Pointing dataset excerpts:
··········

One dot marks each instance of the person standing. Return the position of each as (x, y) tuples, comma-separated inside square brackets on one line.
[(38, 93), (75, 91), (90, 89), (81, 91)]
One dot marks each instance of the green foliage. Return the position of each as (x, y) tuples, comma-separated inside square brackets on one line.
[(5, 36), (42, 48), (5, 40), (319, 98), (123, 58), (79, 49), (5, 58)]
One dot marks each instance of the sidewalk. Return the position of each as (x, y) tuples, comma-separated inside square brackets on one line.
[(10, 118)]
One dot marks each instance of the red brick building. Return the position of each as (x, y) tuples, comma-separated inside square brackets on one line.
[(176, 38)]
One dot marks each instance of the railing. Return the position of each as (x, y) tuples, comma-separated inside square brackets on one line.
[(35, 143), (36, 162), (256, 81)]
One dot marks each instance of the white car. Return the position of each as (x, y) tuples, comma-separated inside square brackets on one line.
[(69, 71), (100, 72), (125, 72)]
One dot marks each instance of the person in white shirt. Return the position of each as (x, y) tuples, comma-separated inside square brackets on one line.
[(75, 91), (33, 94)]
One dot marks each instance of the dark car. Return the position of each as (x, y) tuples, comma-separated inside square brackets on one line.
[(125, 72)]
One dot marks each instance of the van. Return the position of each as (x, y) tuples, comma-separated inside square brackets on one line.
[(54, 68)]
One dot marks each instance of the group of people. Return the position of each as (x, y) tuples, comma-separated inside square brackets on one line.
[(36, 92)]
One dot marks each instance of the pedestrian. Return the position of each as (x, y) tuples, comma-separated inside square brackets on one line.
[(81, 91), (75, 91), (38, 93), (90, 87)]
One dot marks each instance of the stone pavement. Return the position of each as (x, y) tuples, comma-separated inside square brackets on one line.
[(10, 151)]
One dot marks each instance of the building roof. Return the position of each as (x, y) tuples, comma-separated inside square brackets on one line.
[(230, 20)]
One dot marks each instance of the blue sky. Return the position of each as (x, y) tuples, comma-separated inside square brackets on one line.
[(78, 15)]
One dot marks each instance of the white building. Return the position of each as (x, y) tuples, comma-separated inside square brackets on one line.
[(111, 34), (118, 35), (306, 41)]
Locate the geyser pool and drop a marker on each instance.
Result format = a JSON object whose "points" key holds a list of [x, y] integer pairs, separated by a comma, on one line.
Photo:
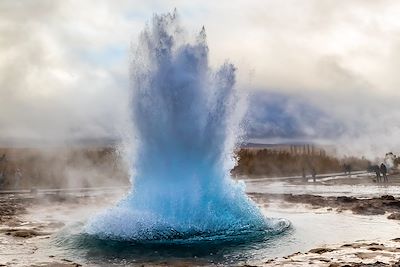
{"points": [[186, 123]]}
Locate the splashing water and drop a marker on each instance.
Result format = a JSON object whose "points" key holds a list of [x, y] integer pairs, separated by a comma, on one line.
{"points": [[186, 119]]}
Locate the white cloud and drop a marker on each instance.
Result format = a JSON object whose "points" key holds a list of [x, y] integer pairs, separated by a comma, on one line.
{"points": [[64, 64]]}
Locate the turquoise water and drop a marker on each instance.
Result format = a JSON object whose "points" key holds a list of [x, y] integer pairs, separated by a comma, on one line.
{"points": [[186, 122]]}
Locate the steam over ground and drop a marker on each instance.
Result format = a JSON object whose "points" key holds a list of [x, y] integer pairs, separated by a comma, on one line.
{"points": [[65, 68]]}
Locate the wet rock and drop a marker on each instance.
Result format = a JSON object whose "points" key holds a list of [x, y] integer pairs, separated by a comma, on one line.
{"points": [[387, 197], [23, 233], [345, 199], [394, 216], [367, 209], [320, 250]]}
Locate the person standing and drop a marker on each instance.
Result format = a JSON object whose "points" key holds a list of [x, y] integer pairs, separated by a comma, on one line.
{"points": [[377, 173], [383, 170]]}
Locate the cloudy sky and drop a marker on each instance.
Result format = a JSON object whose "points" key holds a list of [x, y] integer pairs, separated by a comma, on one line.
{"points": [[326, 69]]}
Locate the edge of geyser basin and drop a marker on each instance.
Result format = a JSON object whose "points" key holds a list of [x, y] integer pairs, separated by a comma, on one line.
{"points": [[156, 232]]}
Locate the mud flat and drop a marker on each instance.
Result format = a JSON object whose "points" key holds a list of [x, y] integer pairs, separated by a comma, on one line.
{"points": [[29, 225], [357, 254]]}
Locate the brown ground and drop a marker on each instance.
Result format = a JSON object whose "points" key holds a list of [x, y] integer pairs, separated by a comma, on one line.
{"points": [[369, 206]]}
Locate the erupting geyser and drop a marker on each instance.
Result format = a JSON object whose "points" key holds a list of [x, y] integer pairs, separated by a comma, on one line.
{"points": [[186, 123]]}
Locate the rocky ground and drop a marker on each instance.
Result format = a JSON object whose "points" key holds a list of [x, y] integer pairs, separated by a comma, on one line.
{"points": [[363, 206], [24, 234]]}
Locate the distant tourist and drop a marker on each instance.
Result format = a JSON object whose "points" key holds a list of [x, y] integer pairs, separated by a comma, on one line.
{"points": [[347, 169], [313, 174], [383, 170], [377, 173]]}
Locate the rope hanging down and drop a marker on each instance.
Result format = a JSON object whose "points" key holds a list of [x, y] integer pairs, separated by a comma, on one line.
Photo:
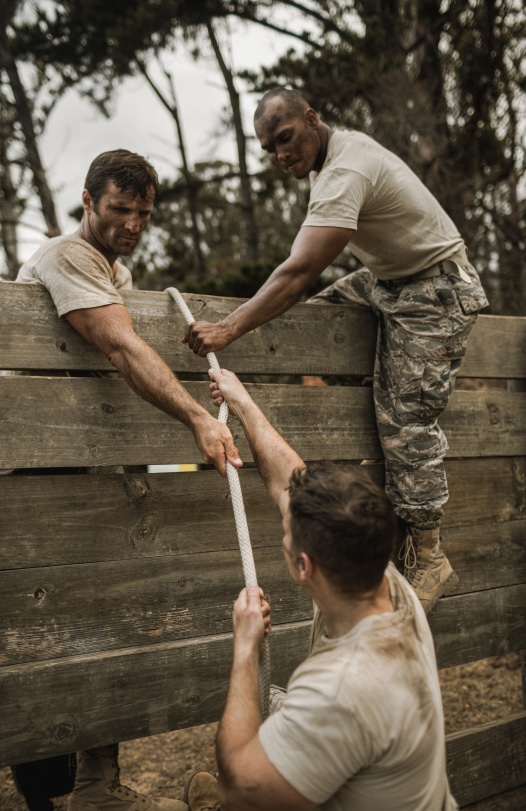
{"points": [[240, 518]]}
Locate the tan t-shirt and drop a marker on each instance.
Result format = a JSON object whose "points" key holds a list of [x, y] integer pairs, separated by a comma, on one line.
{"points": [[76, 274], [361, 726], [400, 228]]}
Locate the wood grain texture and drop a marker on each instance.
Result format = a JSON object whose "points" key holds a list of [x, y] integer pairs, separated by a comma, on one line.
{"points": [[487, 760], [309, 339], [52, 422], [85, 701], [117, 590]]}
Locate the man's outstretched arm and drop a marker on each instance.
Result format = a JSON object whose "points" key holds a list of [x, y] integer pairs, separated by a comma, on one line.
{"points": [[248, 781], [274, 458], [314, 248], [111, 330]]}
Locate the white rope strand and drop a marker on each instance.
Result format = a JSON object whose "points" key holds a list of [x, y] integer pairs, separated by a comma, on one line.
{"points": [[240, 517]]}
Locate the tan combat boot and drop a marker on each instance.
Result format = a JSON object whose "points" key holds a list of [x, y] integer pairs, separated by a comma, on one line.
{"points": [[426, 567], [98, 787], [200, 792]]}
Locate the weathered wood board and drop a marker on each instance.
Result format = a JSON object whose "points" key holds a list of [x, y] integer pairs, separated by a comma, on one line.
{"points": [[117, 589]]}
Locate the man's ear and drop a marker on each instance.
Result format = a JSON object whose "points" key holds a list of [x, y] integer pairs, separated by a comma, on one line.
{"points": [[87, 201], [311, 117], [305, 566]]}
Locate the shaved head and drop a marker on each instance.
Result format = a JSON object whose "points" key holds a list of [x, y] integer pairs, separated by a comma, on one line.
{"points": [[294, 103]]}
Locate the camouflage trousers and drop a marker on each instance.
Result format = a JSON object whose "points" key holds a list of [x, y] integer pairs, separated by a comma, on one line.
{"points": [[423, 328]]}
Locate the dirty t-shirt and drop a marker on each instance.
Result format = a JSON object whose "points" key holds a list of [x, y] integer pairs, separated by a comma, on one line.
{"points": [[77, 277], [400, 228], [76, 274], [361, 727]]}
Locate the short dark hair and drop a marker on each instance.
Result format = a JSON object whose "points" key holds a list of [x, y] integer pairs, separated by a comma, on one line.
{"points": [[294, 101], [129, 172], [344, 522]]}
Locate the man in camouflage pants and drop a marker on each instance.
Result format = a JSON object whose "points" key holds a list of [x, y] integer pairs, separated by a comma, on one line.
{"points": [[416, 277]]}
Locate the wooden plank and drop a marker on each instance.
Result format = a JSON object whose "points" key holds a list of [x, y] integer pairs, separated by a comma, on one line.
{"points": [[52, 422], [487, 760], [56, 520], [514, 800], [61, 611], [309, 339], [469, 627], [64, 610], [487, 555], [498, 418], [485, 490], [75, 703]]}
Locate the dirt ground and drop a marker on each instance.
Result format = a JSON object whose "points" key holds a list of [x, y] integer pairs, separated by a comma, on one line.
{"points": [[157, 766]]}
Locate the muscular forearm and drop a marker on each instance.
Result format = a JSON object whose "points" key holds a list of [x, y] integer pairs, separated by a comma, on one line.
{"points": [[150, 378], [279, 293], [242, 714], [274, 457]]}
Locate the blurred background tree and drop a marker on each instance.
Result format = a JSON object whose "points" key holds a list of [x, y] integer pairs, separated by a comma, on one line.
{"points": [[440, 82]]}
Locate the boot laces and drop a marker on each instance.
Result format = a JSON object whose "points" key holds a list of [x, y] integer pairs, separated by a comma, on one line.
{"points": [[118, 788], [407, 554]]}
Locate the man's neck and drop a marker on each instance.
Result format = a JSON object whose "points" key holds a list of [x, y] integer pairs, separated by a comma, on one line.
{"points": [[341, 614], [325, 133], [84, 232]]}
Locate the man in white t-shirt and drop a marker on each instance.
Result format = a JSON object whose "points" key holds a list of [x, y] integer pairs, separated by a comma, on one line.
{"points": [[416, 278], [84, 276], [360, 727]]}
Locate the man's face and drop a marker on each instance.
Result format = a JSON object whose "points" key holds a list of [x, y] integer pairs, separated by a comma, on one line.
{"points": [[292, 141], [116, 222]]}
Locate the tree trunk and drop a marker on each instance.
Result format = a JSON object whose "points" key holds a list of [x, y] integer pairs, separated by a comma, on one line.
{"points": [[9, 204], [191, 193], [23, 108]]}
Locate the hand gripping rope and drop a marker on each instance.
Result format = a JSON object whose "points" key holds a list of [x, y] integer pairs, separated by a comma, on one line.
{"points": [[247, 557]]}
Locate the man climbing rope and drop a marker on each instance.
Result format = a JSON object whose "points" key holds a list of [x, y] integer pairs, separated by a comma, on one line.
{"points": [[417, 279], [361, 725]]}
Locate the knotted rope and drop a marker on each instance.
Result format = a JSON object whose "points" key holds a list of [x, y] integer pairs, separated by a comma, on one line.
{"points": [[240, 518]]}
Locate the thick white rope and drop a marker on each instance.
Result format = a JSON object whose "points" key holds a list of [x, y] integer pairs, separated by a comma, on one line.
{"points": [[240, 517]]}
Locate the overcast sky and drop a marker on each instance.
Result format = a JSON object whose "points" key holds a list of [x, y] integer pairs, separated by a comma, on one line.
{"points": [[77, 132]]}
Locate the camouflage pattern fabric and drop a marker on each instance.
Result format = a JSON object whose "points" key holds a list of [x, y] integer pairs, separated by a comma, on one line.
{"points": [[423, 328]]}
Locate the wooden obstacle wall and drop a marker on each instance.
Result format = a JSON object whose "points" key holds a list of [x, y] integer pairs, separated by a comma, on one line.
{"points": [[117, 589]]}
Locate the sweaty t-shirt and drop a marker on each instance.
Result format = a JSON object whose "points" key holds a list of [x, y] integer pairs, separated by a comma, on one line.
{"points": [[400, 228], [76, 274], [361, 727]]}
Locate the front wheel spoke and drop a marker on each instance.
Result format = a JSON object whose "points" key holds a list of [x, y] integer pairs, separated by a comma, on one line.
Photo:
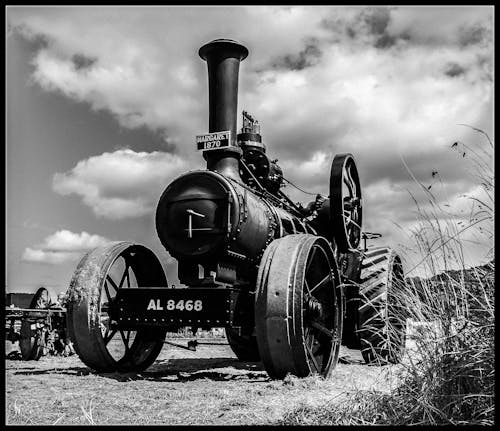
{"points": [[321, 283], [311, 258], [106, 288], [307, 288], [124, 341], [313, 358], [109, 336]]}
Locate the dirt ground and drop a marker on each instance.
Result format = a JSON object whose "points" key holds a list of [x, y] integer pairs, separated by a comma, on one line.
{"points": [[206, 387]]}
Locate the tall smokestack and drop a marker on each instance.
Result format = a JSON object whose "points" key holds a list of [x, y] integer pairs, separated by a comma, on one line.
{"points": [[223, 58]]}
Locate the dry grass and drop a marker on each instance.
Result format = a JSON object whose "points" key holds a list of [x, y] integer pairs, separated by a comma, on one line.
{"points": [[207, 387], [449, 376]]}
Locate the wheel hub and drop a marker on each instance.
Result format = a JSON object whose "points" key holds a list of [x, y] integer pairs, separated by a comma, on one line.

··········

▶ [WHAT IS ASKED]: Write out only the final block of lines, starting at the line with "Locate the tall" and running to the end of the material.

▶ [RESPONSE TO THIS TASK]:
Locate the tall smokestack and drop a marker on each instance.
Result format = a JSON object whose "points" key holds a list of [x, y] integer pairs, separated by a comma, on one line.
{"points": [[223, 58]]}
Locate the dry grass and drop a marker on each instance.
Result format = a JSON object whose "points" key holds a list of [x, y] integer pairs, separated by a comma, on one line.
{"points": [[207, 387], [449, 376]]}
Locate the wheel hub and drop a marker on each instance.
Result format = a JSON object whose "points" key holds a list of [x, y] integer pairs, separated by a comma, on one line.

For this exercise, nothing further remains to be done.